MATERIAL TO PROCESS:
+ + +
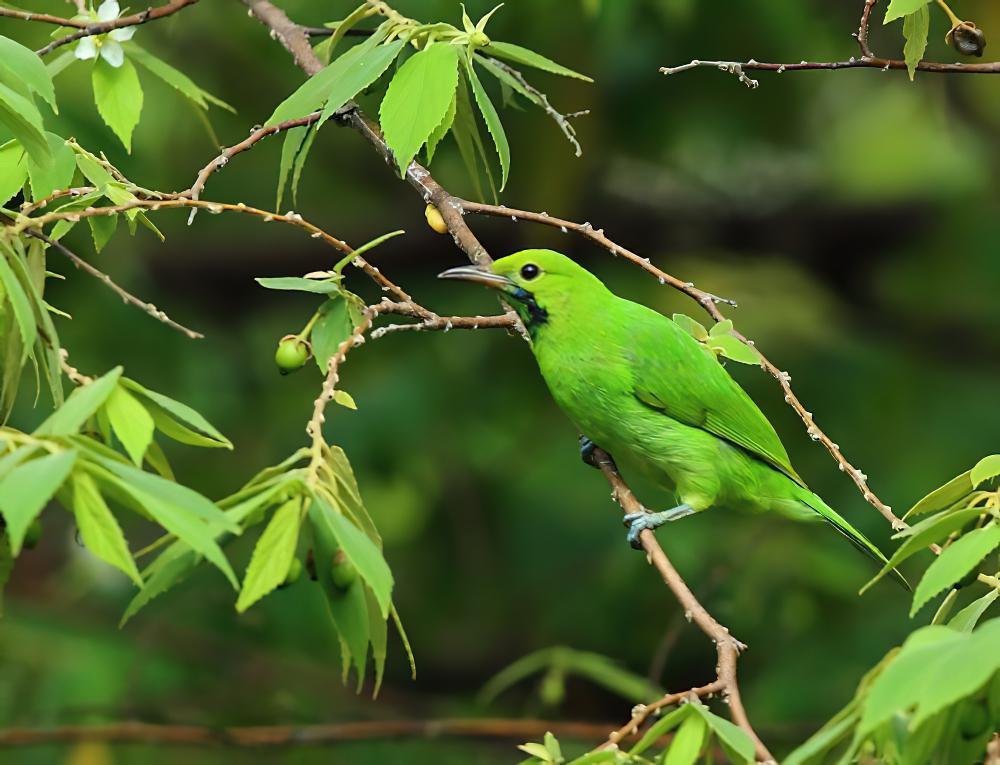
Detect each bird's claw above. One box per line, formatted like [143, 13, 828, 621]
[622, 505, 695, 550]
[579, 436, 600, 468]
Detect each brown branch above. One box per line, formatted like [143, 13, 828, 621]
[0, 718, 625, 748]
[590, 448, 774, 763]
[856, 0, 878, 57]
[370, 304, 518, 339]
[27, 0, 201, 57]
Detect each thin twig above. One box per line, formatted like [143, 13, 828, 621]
[856, 0, 878, 57]
[370, 304, 518, 339]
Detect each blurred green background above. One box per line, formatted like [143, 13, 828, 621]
[3, 0, 1000, 762]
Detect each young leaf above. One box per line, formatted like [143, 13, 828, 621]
[948, 590, 999, 633]
[311, 495, 393, 617]
[0, 81, 50, 164]
[971, 454, 1000, 488]
[0, 449, 76, 554]
[105, 384, 155, 465]
[92, 57, 144, 152]
[0, 34, 57, 109]
[0, 139, 27, 206]
[255, 276, 340, 295]
[464, 61, 510, 189]
[484, 41, 592, 82]
[236, 498, 302, 612]
[710, 334, 762, 365]
[884, 0, 931, 24]
[71, 471, 142, 586]
[125, 43, 233, 112]
[121, 377, 232, 449]
[315, 38, 406, 129]
[379, 43, 460, 177]
[35, 367, 122, 436]
[910, 522, 1000, 616]
[902, 6, 930, 81]
[672, 313, 709, 341]
[312, 298, 353, 372]
[663, 712, 707, 765]
[905, 469, 973, 519]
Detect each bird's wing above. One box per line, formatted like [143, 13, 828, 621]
[627, 305, 806, 488]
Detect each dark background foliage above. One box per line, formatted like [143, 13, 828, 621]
[2, 0, 999, 761]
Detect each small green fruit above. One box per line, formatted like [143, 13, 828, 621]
[284, 557, 303, 586]
[274, 335, 310, 374]
[331, 549, 358, 590]
[23, 518, 43, 550]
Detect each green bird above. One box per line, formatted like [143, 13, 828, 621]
[440, 249, 904, 587]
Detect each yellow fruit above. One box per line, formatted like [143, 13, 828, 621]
[424, 204, 449, 234]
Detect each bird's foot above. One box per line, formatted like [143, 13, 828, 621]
[579, 436, 601, 468]
[623, 504, 695, 549]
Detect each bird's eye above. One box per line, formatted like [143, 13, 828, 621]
[520, 264, 541, 281]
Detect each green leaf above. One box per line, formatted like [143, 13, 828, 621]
[121, 378, 231, 449]
[464, 61, 510, 189]
[884, 0, 931, 24]
[315, 4, 373, 65]
[312, 298, 353, 372]
[92, 57, 144, 152]
[236, 498, 302, 612]
[121, 539, 198, 626]
[672, 313, 709, 341]
[88, 213, 118, 253]
[911, 522, 1000, 615]
[289, 126, 316, 208]
[451, 74, 496, 201]
[316, 38, 406, 130]
[948, 590, 999, 633]
[93, 459, 239, 587]
[663, 712, 706, 765]
[265, 25, 391, 125]
[105, 384, 155, 465]
[902, 6, 929, 81]
[971, 455, 1000, 488]
[26, 132, 75, 201]
[484, 41, 592, 82]
[861, 618, 1000, 732]
[425, 88, 456, 164]
[905, 469, 973, 519]
[275, 126, 308, 213]
[710, 334, 762, 365]
[0, 246, 37, 362]
[35, 367, 122, 436]
[365, 586, 388, 696]
[628, 704, 692, 756]
[254, 276, 341, 294]
[0, 139, 27, 206]
[782, 703, 860, 765]
[0, 81, 49, 167]
[517, 743, 552, 761]
[310, 494, 393, 618]
[125, 43, 233, 112]
[380, 43, 460, 177]
[71, 471, 142, 586]
[0, 449, 76, 553]
[0, 34, 57, 109]
[862, 505, 985, 593]
[690, 704, 756, 764]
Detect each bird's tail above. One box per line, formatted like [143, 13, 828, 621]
[793, 487, 910, 592]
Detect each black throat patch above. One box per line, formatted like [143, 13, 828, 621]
[511, 287, 549, 337]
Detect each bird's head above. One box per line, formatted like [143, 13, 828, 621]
[438, 249, 605, 335]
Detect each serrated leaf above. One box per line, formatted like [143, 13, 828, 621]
[71, 471, 142, 585]
[426, 89, 456, 164]
[902, 6, 929, 81]
[26, 132, 75, 201]
[121, 377, 231, 449]
[0, 34, 57, 109]
[971, 454, 1000, 488]
[911, 523, 1000, 615]
[125, 43, 233, 112]
[905, 469, 974, 519]
[92, 57, 143, 152]
[0, 139, 27, 206]
[312, 298, 353, 372]
[35, 367, 122, 436]
[88, 213, 118, 253]
[861, 618, 1000, 732]
[884, 0, 931, 24]
[0, 81, 50, 164]
[464, 60, 509, 189]
[316, 38, 406, 129]
[311, 494, 392, 618]
[485, 41, 592, 82]
[948, 590, 999, 633]
[105, 384, 154, 465]
[236, 498, 302, 612]
[255, 276, 341, 294]
[663, 712, 706, 765]
[380, 43, 459, 177]
[0, 448, 76, 553]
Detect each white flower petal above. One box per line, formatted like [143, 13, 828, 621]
[96, 0, 120, 22]
[100, 40, 124, 68]
[75, 37, 98, 60]
[109, 26, 136, 42]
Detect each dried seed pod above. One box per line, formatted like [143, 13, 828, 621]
[947, 21, 986, 57]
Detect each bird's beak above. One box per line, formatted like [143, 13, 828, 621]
[437, 265, 514, 290]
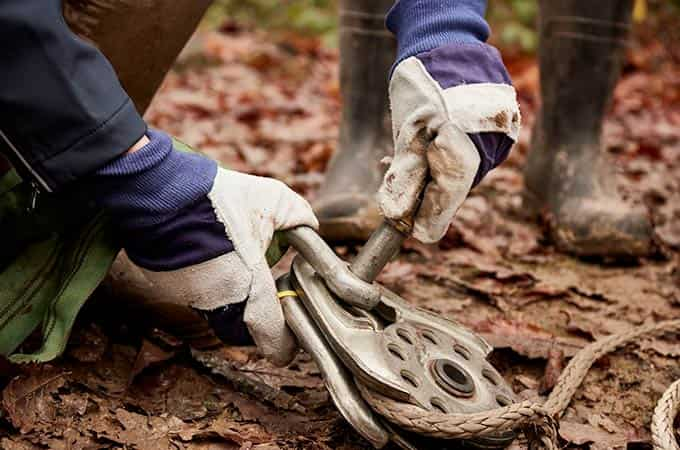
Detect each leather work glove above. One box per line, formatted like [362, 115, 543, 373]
[378, 0, 521, 243]
[92, 129, 318, 366]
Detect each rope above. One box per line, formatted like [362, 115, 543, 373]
[544, 320, 680, 417]
[652, 379, 680, 450]
[358, 319, 680, 449]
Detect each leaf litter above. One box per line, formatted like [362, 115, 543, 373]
[1, 23, 680, 449]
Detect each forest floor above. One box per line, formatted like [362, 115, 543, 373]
[1, 23, 679, 450]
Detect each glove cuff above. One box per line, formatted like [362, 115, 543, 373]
[387, 0, 490, 68]
[92, 129, 217, 228]
[416, 42, 511, 88]
[90, 129, 233, 271]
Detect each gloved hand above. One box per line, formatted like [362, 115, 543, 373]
[92, 130, 317, 366]
[378, 0, 521, 243]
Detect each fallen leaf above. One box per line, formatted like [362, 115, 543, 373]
[469, 317, 586, 358]
[58, 393, 89, 417]
[0, 437, 41, 450]
[587, 414, 621, 434]
[558, 421, 627, 448]
[66, 323, 108, 363]
[539, 348, 565, 394]
[638, 338, 680, 357]
[2, 366, 67, 433]
[377, 260, 420, 285]
[128, 339, 177, 385]
[108, 408, 191, 450]
[205, 414, 270, 445]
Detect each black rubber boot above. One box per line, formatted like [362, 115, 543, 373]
[314, 0, 395, 241]
[524, 0, 653, 257]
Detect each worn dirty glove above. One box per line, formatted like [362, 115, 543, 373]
[378, 0, 521, 243]
[91, 129, 317, 366]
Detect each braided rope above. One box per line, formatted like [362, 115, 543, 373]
[544, 319, 680, 416]
[652, 379, 680, 450]
[358, 319, 680, 449]
[356, 386, 553, 440]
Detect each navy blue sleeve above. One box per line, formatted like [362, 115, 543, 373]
[0, 0, 146, 191]
[387, 0, 490, 66]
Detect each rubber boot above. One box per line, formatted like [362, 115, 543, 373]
[524, 0, 653, 257]
[314, 0, 396, 241]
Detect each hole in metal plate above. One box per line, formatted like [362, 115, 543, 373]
[388, 344, 405, 361]
[432, 359, 475, 397]
[401, 370, 420, 388]
[375, 302, 397, 324]
[496, 394, 511, 407]
[482, 368, 500, 386]
[421, 329, 438, 345]
[396, 328, 414, 345]
[430, 397, 448, 414]
[454, 344, 471, 360]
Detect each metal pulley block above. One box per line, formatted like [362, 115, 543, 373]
[279, 221, 518, 449]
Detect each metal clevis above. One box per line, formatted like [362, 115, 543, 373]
[278, 220, 518, 449]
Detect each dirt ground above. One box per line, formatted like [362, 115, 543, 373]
[1, 23, 679, 450]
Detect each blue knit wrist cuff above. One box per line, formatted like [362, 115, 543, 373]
[387, 0, 490, 67]
[93, 129, 217, 229]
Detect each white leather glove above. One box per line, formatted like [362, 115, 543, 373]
[377, 55, 521, 243]
[102, 163, 318, 365]
[93, 130, 318, 366]
[134, 168, 317, 366]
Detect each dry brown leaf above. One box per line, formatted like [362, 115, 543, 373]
[0, 438, 41, 450]
[2, 366, 67, 433]
[206, 415, 270, 445]
[638, 338, 680, 357]
[470, 317, 585, 359]
[58, 393, 88, 417]
[66, 323, 108, 363]
[558, 421, 627, 449]
[128, 339, 177, 385]
[377, 260, 420, 285]
[96, 408, 194, 450]
[587, 414, 621, 434]
[539, 348, 565, 394]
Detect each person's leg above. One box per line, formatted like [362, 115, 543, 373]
[524, 0, 652, 257]
[314, 0, 396, 241]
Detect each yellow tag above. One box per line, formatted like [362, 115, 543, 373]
[633, 0, 647, 22]
[277, 290, 298, 299]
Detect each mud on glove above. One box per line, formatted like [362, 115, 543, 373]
[91, 129, 318, 366]
[379, 0, 521, 243]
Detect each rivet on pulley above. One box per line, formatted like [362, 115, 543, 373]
[431, 359, 475, 398]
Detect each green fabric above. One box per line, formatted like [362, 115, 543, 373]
[0, 140, 290, 363]
[0, 170, 120, 363]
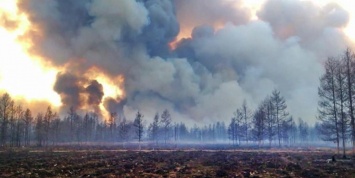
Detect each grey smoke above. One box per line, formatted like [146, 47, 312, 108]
[19, 0, 354, 124]
[54, 72, 85, 111]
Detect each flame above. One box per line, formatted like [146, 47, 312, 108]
[0, 0, 61, 106]
[85, 66, 124, 102]
[87, 67, 124, 119]
[335, 0, 355, 42]
[0, 0, 125, 116]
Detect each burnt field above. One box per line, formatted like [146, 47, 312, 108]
[0, 147, 355, 177]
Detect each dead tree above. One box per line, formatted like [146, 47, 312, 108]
[161, 109, 171, 144]
[271, 89, 289, 147]
[343, 49, 355, 154]
[0, 93, 13, 146]
[252, 103, 266, 147]
[318, 58, 341, 154]
[23, 108, 33, 146]
[133, 111, 144, 150]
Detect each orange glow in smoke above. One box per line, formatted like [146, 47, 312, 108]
[0, 0, 62, 106]
[169, 23, 225, 50]
[0, 0, 124, 115]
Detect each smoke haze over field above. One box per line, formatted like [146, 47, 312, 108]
[5, 0, 354, 124]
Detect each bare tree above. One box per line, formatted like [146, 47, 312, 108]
[23, 109, 33, 146]
[133, 111, 144, 150]
[0, 93, 13, 146]
[161, 109, 171, 144]
[241, 100, 252, 144]
[51, 117, 61, 145]
[271, 89, 289, 147]
[44, 106, 56, 146]
[9, 102, 16, 147]
[67, 107, 78, 143]
[280, 116, 293, 146]
[14, 105, 24, 147]
[228, 117, 237, 146]
[234, 109, 243, 145]
[298, 118, 309, 144]
[318, 58, 341, 154]
[148, 112, 160, 146]
[252, 103, 266, 147]
[343, 49, 355, 154]
[335, 59, 350, 158]
[118, 116, 129, 147]
[35, 113, 44, 146]
[108, 112, 117, 141]
[265, 97, 276, 147]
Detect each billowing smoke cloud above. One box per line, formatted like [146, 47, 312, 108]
[174, 0, 250, 38]
[54, 73, 85, 110]
[86, 80, 104, 109]
[258, 0, 351, 58]
[19, 0, 354, 124]
[54, 72, 105, 114]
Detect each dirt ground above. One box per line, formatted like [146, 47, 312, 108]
[0, 148, 354, 177]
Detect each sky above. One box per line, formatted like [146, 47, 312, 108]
[0, 0, 354, 125]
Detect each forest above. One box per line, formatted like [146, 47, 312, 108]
[3, 52, 355, 155]
[2, 50, 355, 177]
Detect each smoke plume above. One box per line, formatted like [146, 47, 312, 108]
[18, 0, 354, 124]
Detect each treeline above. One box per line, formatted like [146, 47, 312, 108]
[0, 91, 318, 148]
[0, 93, 230, 147]
[227, 90, 318, 148]
[317, 49, 355, 158]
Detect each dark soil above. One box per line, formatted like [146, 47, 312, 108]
[0, 149, 354, 177]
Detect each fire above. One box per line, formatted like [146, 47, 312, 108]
[85, 66, 124, 102]
[0, 0, 61, 106]
[86, 67, 124, 119]
[0, 0, 125, 116]
[335, 0, 355, 42]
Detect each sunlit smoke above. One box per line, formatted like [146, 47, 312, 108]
[1, 0, 355, 125]
[0, 0, 61, 106]
[0, 0, 124, 117]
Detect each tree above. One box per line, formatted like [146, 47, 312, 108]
[343, 49, 355, 154]
[335, 58, 350, 158]
[23, 109, 33, 146]
[271, 89, 289, 147]
[252, 103, 266, 147]
[133, 111, 144, 150]
[161, 109, 171, 144]
[280, 116, 293, 146]
[148, 112, 160, 145]
[265, 97, 276, 147]
[241, 100, 252, 144]
[14, 105, 24, 147]
[9, 102, 16, 147]
[44, 106, 56, 145]
[234, 109, 243, 145]
[298, 118, 309, 144]
[228, 117, 237, 146]
[318, 58, 341, 154]
[108, 112, 117, 141]
[67, 107, 78, 142]
[51, 117, 61, 145]
[0, 93, 13, 146]
[35, 113, 44, 146]
[118, 116, 129, 147]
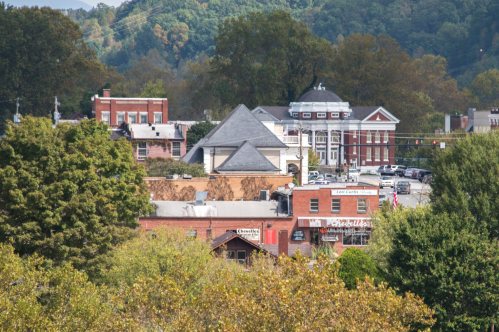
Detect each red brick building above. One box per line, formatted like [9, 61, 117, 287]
[139, 182, 379, 257]
[92, 89, 187, 162]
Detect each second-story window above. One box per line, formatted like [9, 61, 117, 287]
[353, 130, 357, 137]
[367, 131, 372, 143]
[117, 114, 125, 125]
[303, 113, 311, 118]
[129, 114, 137, 124]
[172, 141, 181, 158]
[140, 114, 148, 123]
[375, 131, 380, 143]
[331, 132, 339, 143]
[316, 132, 326, 143]
[293, 113, 298, 118]
[310, 198, 319, 212]
[384, 131, 389, 143]
[358, 199, 367, 213]
[154, 114, 162, 123]
[317, 113, 326, 118]
[331, 199, 340, 212]
[102, 113, 110, 125]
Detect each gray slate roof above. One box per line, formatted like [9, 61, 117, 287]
[351, 106, 381, 120]
[203, 104, 287, 148]
[182, 137, 207, 164]
[215, 141, 280, 172]
[253, 113, 276, 122]
[297, 89, 343, 102]
[109, 129, 127, 141]
[255, 106, 293, 120]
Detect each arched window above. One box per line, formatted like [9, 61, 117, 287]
[384, 131, 389, 143]
[317, 132, 326, 143]
[366, 131, 372, 143]
[331, 132, 339, 143]
[375, 131, 380, 143]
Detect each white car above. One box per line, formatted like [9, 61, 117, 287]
[379, 176, 394, 188]
[404, 168, 418, 178]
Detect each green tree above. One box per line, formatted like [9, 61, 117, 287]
[337, 247, 384, 290]
[139, 79, 168, 98]
[469, 69, 499, 108]
[211, 10, 334, 108]
[308, 148, 321, 171]
[186, 121, 216, 151]
[430, 132, 499, 236]
[0, 117, 153, 276]
[386, 207, 499, 331]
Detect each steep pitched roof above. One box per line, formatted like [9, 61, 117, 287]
[210, 231, 277, 258]
[253, 113, 276, 122]
[182, 137, 207, 164]
[203, 104, 287, 147]
[254, 106, 293, 120]
[215, 141, 280, 172]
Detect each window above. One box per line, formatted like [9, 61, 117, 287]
[343, 231, 371, 246]
[293, 113, 298, 118]
[375, 147, 380, 161]
[353, 130, 357, 138]
[140, 114, 148, 123]
[154, 114, 162, 123]
[129, 114, 137, 124]
[384, 148, 389, 161]
[308, 132, 312, 144]
[102, 113, 110, 125]
[353, 145, 356, 154]
[237, 250, 246, 265]
[366, 148, 372, 161]
[316, 132, 326, 143]
[331, 132, 339, 143]
[317, 113, 326, 118]
[331, 199, 340, 212]
[375, 131, 380, 143]
[186, 230, 197, 238]
[138, 142, 147, 160]
[331, 148, 338, 160]
[172, 141, 181, 158]
[303, 113, 311, 118]
[117, 114, 125, 125]
[226, 250, 235, 262]
[384, 131, 389, 143]
[358, 199, 367, 213]
[310, 231, 320, 245]
[331, 112, 339, 117]
[366, 131, 372, 143]
[310, 198, 319, 212]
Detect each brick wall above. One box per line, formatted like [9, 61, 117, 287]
[358, 130, 395, 167]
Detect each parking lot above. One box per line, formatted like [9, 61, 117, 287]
[360, 175, 431, 208]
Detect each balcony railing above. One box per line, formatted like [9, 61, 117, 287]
[282, 135, 299, 144]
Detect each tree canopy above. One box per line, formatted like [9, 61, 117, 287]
[0, 117, 153, 275]
[186, 121, 216, 151]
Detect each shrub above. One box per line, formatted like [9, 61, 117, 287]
[145, 157, 207, 177]
[311, 242, 337, 259]
[337, 247, 384, 290]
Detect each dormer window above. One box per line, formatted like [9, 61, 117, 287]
[303, 113, 311, 118]
[317, 113, 326, 118]
[293, 113, 298, 118]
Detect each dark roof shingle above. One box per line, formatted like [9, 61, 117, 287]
[296, 89, 342, 102]
[215, 141, 280, 172]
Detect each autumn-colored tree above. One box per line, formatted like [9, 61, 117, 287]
[469, 69, 499, 108]
[308, 148, 321, 171]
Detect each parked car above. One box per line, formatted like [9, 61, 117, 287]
[404, 168, 419, 178]
[417, 170, 432, 182]
[379, 194, 388, 207]
[380, 165, 392, 175]
[394, 166, 407, 177]
[377, 165, 387, 174]
[396, 181, 411, 194]
[324, 173, 335, 180]
[411, 170, 421, 179]
[422, 174, 432, 184]
[385, 165, 404, 175]
[379, 176, 394, 188]
[309, 171, 319, 177]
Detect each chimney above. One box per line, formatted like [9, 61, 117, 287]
[103, 89, 110, 98]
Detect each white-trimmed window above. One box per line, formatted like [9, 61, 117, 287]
[331, 112, 339, 117]
[331, 132, 339, 143]
[186, 230, 197, 238]
[366, 148, 372, 161]
[293, 113, 298, 118]
[353, 130, 357, 138]
[353, 145, 357, 154]
[375, 147, 380, 161]
[317, 113, 326, 118]
[343, 231, 370, 246]
[310, 198, 319, 212]
[138, 142, 147, 160]
[358, 199, 367, 213]
[226, 250, 235, 262]
[303, 113, 311, 118]
[384, 131, 389, 143]
[102, 113, 110, 125]
[366, 131, 372, 143]
[129, 114, 137, 124]
[117, 114, 125, 125]
[316, 132, 326, 143]
[154, 114, 162, 123]
[375, 131, 380, 143]
[331, 199, 340, 213]
[308, 132, 312, 144]
[140, 114, 148, 123]
[172, 141, 181, 158]
[384, 148, 389, 161]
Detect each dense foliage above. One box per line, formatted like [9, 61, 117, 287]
[0, 117, 153, 275]
[336, 247, 384, 290]
[145, 157, 208, 177]
[186, 121, 216, 151]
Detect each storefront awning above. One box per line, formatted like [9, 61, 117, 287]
[298, 217, 372, 228]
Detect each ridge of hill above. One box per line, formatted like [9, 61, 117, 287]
[8, 0, 92, 10]
[68, 0, 499, 87]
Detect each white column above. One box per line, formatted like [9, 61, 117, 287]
[326, 127, 331, 166]
[340, 129, 344, 165]
[311, 127, 316, 151]
[203, 147, 211, 174]
[279, 149, 286, 175]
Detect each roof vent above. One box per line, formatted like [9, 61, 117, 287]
[195, 191, 208, 205]
[156, 132, 159, 136]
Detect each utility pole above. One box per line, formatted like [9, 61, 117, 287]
[53, 96, 61, 125]
[298, 122, 303, 186]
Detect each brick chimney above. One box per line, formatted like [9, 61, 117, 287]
[103, 89, 111, 98]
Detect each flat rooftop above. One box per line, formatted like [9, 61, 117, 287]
[294, 182, 377, 191]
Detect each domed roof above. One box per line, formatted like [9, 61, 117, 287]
[296, 89, 342, 103]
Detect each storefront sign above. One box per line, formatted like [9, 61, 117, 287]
[326, 219, 372, 228]
[321, 235, 339, 242]
[291, 230, 305, 241]
[237, 228, 260, 241]
[309, 219, 322, 227]
[331, 189, 377, 196]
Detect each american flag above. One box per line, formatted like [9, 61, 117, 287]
[393, 185, 398, 210]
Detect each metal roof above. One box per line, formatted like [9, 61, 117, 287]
[130, 124, 183, 139]
[153, 200, 279, 218]
[215, 141, 280, 172]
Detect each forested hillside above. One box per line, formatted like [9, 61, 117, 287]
[70, 0, 499, 86]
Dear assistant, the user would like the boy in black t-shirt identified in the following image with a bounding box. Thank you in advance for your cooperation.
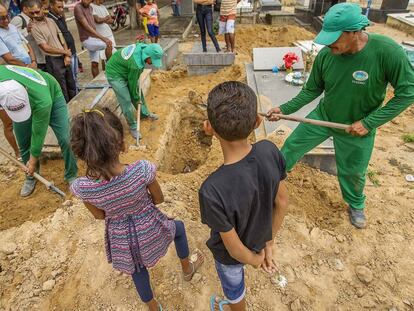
+ + +
Please retype the lines from the one that contains "Detect each storefront sign" through the final line of the data, both included, without any pictures.

Detect each storefront sign above. One box per line, formatted like [9, 61, 117, 287]
[326, 219, 372, 228]
[321, 235, 339, 242]
[291, 230, 305, 241]
[237, 228, 260, 241]
[309, 219, 322, 227]
[331, 189, 377, 196]
Detect each american flag above. One box per line, formatted like [9, 61, 117, 287]
[393, 185, 398, 210]
Detect each metal roof above. One box per line, formatted like [9, 61, 117, 287]
[130, 124, 183, 139]
[153, 200, 279, 218]
[215, 141, 280, 172]
Detect each forested hillside above. One box per line, formatted like [9, 61, 117, 287]
[70, 0, 499, 86]
Dear assistant, the user would like the boy in black t-shirt identified in the following image with a bounding box. Thank you in advance for your cooperation.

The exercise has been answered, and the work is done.